== What you need to do ==
The records below must be duplicated exactly, character for character.

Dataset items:
....
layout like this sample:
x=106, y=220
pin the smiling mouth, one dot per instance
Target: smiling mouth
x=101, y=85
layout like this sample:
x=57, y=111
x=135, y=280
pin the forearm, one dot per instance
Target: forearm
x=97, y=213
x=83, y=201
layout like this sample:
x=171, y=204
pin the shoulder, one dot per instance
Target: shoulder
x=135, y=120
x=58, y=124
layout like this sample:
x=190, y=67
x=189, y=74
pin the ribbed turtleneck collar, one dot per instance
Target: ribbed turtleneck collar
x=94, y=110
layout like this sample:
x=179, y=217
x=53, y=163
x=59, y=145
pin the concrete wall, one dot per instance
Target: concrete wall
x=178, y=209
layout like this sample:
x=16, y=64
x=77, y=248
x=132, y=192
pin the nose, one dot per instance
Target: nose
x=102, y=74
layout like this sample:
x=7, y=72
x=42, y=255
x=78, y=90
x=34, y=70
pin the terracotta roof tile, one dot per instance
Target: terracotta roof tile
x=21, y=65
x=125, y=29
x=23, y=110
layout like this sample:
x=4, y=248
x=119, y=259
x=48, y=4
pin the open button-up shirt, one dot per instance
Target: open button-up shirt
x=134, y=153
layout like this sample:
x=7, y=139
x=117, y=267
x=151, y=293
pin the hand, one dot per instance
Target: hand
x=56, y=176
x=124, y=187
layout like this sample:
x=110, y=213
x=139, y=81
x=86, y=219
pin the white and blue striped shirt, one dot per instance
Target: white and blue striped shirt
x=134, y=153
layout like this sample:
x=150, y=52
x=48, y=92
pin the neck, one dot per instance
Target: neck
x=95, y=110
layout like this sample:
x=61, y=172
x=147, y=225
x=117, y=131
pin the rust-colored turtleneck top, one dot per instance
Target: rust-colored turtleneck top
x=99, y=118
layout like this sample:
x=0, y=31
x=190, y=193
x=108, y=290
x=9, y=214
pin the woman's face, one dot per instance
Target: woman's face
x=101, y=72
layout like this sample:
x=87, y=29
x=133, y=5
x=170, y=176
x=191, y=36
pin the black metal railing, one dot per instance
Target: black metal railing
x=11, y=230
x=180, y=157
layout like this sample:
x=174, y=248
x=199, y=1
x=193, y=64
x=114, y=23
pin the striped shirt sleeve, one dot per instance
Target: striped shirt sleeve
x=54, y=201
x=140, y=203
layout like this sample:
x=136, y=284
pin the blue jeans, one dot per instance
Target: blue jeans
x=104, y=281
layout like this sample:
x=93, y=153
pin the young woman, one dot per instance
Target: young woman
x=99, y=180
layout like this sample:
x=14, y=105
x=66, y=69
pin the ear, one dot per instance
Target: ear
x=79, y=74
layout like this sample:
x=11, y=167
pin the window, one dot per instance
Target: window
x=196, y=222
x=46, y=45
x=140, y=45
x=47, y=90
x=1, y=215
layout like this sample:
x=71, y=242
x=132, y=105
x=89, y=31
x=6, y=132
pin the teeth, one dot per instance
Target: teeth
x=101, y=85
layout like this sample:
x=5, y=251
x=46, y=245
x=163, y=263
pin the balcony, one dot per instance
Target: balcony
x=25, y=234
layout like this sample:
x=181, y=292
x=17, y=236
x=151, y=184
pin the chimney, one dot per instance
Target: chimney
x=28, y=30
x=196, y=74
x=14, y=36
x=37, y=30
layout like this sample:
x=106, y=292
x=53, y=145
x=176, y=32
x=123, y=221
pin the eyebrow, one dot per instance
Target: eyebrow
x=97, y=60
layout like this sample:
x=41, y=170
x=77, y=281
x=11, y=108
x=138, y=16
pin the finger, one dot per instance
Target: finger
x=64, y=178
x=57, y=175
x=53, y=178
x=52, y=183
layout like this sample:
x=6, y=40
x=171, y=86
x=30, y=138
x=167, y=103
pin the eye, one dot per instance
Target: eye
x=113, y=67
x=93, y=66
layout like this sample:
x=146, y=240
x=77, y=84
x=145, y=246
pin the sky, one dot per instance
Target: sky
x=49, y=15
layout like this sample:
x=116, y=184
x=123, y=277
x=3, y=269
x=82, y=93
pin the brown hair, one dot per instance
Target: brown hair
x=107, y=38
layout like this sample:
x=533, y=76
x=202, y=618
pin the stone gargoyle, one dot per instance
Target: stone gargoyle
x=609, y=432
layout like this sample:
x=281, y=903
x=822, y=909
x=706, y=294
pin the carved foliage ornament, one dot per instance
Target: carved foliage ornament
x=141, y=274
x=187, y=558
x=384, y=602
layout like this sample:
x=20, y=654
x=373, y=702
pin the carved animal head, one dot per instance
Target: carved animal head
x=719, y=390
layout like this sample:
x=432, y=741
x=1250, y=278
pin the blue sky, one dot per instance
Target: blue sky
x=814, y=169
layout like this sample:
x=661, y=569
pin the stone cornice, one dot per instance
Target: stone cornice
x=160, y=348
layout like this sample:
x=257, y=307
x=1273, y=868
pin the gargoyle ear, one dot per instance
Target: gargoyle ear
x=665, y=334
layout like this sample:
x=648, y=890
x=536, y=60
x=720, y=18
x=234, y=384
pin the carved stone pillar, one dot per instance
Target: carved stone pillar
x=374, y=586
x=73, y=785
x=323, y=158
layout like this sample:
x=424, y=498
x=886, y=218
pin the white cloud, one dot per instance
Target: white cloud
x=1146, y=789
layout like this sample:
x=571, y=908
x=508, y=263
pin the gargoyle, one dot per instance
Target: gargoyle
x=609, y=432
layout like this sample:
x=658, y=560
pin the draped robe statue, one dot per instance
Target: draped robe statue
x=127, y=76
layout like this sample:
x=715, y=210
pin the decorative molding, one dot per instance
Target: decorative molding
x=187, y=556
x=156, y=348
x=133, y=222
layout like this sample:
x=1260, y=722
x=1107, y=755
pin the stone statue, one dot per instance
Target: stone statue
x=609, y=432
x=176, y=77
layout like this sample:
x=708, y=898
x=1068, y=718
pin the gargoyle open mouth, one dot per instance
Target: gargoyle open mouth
....
== Response ==
layout like this sample:
x=106, y=220
pin the smiling mouth, one dot per instance
Target: smiling mouth
x=101, y=85
layout like this sample:
x=57, y=111
x=135, y=280
pin the forearm, one dot per instance
Target: forearm
x=97, y=213
x=83, y=201
layout like this sample:
x=171, y=204
pin the shoulder, one dot per instance
Target: shoulder
x=135, y=120
x=58, y=124
layout like this sample:
x=190, y=67
x=189, y=74
pin the ribbed turtleneck collar, one dot per instance
Target: ribbed turtleneck collar
x=94, y=110
layout like this sample:
x=179, y=217
x=53, y=163
x=59, y=145
pin the concrete wall, one dot per instance
Target: concrete wall
x=178, y=209
layout like this sample:
x=16, y=64
x=77, y=248
x=132, y=192
pin the nose, one dot per instance
Target: nose
x=102, y=74
layout like this sample:
x=7, y=72
x=42, y=255
x=78, y=90
x=34, y=70
pin the terracotta roof tile, one dot per instance
Target: terracotta roof tile
x=21, y=65
x=125, y=29
x=23, y=110
layout like this sample:
x=4, y=248
x=119, y=259
x=48, y=4
pin the open button-up shirt, one dot per instance
Target: open button-up shirt
x=134, y=153
layout like this sample:
x=7, y=139
x=117, y=267
x=151, y=293
pin the hand, one dot per instance
Target: hand
x=56, y=176
x=124, y=187
layout like this sample:
x=110, y=213
x=139, y=81
x=86, y=219
pin the white and blue striped shirt, one dot per instance
Target: white and blue striped shirt
x=134, y=153
layout like this sample:
x=150, y=52
x=48, y=92
pin the neck, one dot per instance
Target: neck
x=95, y=110
layout like this sample:
x=61, y=172
x=147, y=225
x=117, y=131
pin the rust-colored turtleneck top, one dot per instance
Target: rust-colored turtleneck top
x=99, y=118
layout like this sample:
x=0, y=31
x=190, y=193
x=108, y=290
x=9, y=214
pin the woman's face, one dot per instance
Target: woman's face
x=101, y=72
layout like this sample:
x=87, y=29
x=133, y=5
x=170, y=176
x=191, y=36
pin the black metal railing, one dot per instance
Target: black metal railing
x=11, y=230
x=180, y=157
layout like this sample:
x=174, y=248
x=199, y=1
x=193, y=64
x=114, y=23
pin the striped shirt sleeve, one dot per instance
Target: striped shirt sleeve
x=54, y=201
x=140, y=203
layout like this sample:
x=136, y=284
pin the blue jeans, one dot per instance
Target: blue jeans
x=104, y=281
layout like this sample:
x=93, y=153
pin the young woman, one dot per instance
Target: young woman
x=99, y=180
layout like this sample:
x=14, y=105
x=66, y=69
pin the ear, one dot per instance
Target: ear
x=79, y=74
layout like this sample:
x=11, y=167
pin the window, one dot per instance
Target: window
x=196, y=222
x=46, y=45
x=140, y=45
x=47, y=90
x=1, y=215
layout like this sample:
x=71, y=242
x=132, y=105
x=89, y=31
x=6, y=132
pin the teeth, one dot per instance
Target: teeth
x=101, y=85
layout like this sample:
x=5, y=251
x=46, y=245
x=163, y=263
pin the balcony, one dot per instance
Target: balcony
x=25, y=234
layout like this sample:
x=181, y=292
x=17, y=236
x=151, y=184
pin the chimney, one dot per instance
Target: chimney
x=28, y=30
x=196, y=74
x=14, y=36
x=37, y=30
layout like this sample:
x=106, y=292
x=53, y=145
x=176, y=32
x=123, y=221
pin the eyebrow, one dot per instance
Target: eyebrow
x=97, y=60
layout like this sample:
x=41, y=170
x=77, y=281
x=11, y=108
x=138, y=16
pin the finger, one dot per instance
Target: finger
x=64, y=178
x=57, y=175
x=53, y=178
x=52, y=183
layout like this sample:
x=6, y=40
x=171, y=86
x=30, y=138
x=167, y=103
pin the eye, one dot per instance
Target: eye
x=113, y=67
x=93, y=66
layout like this sample:
x=146, y=240
x=77, y=84
x=145, y=246
pin the sky, one dot per instance
Target: sky
x=49, y=15
layout like this sample:
x=116, y=184
x=123, y=277
x=3, y=269
x=82, y=93
pin the brown hair, one dot per instance
Target: brown hair
x=107, y=38
layout like this sample:
x=533, y=76
x=202, y=618
pin the stone gargoyle, one dot per instance
Target: stone gargoyle
x=609, y=432
layout like this sample:
x=281, y=903
x=822, y=909
x=706, y=294
pin the carved foliage ornament, one dot per instance
Target: carved foliage ornament
x=141, y=274
x=187, y=558
x=384, y=602
layout like this sample:
x=20, y=654
x=373, y=702
pin the carved animal head, one dot per instance
Target: carved animal head
x=719, y=390
layout like this sample:
x=432, y=741
x=1250, y=278
pin the blue sky, one dot per instance
Target: blue sky
x=814, y=169
layout like this sample:
x=661, y=569
pin the stone cornice, one dot per instance
Target: stone cornice
x=160, y=348
layout like this sample:
x=257, y=307
x=1273, y=868
pin the gargoyle ear, one dot per instance
Target: gargoyle ear
x=665, y=334
layout like this sample:
x=648, y=890
x=536, y=60
x=720, y=18
x=234, y=384
pin the carved stone pillar, one dot per instance
Target: carved stone pillar
x=374, y=586
x=73, y=785
x=323, y=158
layout like this sample:
x=424, y=498
x=886, y=218
pin the white cloud, one dot per instance
Target: white cloud
x=1146, y=789
layout like this sample:
x=571, y=908
x=508, y=263
pin the gargoyle, one dot per instance
Target: gargoyle
x=609, y=432
layout like this sample:
x=658, y=560
pin the draped robe statue, one dot per instance
Target: draped robe statue
x=127, y=76
layout like this sample:
x=715, y=210
pin the decorative molding, one dot per instance
Target: decorative molding
x=187, y=556
x=156, y=348
x=133, y=222
layout like this sample:
x=1260, y=722
x=1107, y=755
pin the stone statue, one dot per instance
Target: stone statue
x=609, y=432
x=176, y=77
layout like this sample:
x=708, y=898
x=1068, y=718
pin the gargoyle open mouth, one dot per instance
Target: gargoyle open mouth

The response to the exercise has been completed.